What is needed:
Rewrite each of the rows below with every "field log" changed to "site survey" and nothing else altered.

Extracted data:

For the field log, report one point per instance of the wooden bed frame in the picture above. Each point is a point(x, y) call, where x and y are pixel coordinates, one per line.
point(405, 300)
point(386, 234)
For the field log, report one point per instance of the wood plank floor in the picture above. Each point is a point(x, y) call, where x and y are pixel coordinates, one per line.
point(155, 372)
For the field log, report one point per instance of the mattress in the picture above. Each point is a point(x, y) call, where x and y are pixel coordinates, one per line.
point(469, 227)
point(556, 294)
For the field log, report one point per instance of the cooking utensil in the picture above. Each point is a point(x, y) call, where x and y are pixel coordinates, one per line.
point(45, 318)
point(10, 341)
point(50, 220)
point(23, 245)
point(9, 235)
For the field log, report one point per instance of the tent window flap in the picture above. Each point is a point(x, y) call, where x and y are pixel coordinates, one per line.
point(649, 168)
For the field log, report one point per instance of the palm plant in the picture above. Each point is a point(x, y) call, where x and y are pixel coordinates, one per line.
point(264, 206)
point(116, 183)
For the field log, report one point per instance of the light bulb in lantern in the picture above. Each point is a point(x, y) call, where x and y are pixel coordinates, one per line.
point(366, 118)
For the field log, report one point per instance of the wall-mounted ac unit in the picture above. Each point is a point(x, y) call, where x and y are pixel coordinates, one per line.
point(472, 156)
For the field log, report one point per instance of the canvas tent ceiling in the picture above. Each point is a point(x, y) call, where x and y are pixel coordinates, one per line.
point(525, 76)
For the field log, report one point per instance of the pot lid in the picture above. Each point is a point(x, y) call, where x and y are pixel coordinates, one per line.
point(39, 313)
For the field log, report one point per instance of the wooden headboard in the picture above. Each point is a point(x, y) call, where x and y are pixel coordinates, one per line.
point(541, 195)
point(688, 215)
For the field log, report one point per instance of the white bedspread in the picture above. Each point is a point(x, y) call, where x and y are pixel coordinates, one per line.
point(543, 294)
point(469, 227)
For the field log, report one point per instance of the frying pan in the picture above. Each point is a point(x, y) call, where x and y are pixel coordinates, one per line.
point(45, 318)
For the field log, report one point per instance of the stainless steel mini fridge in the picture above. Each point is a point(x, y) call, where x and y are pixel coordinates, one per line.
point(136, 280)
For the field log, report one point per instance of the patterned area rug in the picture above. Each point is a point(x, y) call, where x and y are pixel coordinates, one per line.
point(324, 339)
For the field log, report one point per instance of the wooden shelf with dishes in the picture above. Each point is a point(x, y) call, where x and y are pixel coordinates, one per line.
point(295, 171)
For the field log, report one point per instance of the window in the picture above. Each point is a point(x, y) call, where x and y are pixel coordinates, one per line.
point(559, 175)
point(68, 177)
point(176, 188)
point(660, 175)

Problem solution:
For the site survey, report one point per instance of the wooden bed frame in the picture above. Each point is a point(x, y) call, where x and y are pixel coordinates, one per line.
point(405, 300)
point(386, 234)
For the site survey, report one point per instance of the wood plank floor in the picture above. Each point is a point(x, y) call, where x and y are pixel coordinates, one per line.
point(155, 372)
For the site survey, report one point per instance of the mattress in the picture above. Each point is a point(x, y) call, where x and y are pixel coordinates, one per line.
point(469, 227)
point(556, 294)
For the site survey, report one point per instance of the cooking utensil in the picture above. Each point is a point(x, y) call, where x and y are pixel coordinates, one per line.
point(45, 318)
point(10, 341)
point(50, 220)
point(23, 245)
point(9, 235)
For the site survey, report one point per instance of the tent window flap in the picture above. Each point is a point(x, y) call, where x and y are pixel coordinates, one per line.
point(649, 168)
For the site survey, report one point per instance of the palm plant in the picture above. Each point is a point(x, y) call, where x and y are pixel coordinates, one per line.
point(264, 206)
point(116, 183)
For the site survey, report one point per instance of the light bulb in lantern in the picture above. Each point is a point(x, y) call, where x and y are pixel coordinates, one per line.
point(366, 118)
For the site survey, report one point per instance of the wall-mounted ac unit in the picture above. Each point is a point(x, y) call, where x and y are pixel coordinates, one per line.
point(472, 156)
For the site survey, report one point per instance of the canvas tent ceiling in the picture above. Each point is a point(x, y) call, where x and y are pixel coordinates, one per line.
point(525, 76)
For the site survey, report one point per instance of the pot lid in the picture above. Each point is a point(x, y) call, where x and y are pixel coordinates, one per line.
point(39, 313)
For the site survey, report one point per instance of the wooden headboard in the picture above. Each point is a point(x, y) call, where x and y are pixel coordinates, one per line.
point(541, 195)
point(688, 215)
For the site survey, report one point per instance of the white bedspread in the picture above. Each point is a point(x, y) call, where x and y are pixel coordinates, one per line.
point(543, 294)
point(469, 227)
For the site survey, report one point per instance of the frying pan in the picture above. Each point is a point(x, y) call, where x and y are pixel coordinates, one per line.
point(45, 318)
For the site survey, report one point per instance of the stainless steel mini fridge in the picture above. Each point is a point(x, y) call, where x and y are pixel coordinates, one per line.
point(136, 280)
For the site survey, report one point per instance of the patterned area rug in the picture above. Each point is a point(x, y) call, where x and y are pixel coordinates, one per line.
point(324, 339)
For the site survey, report one point per instance of the wooden shelf with dishes in the picture above. Each point is a point(x, y) call, where x and y are pixel coordinates, one per line.
point(295, 171)
For the site survey, report one point per instance of the window in the picture above. Each point is a point(x, y) call, where x and y are pixel coordinates, one per line.
point(559, 175)
point(68, 177)
point(176, 188)
point(660, 175)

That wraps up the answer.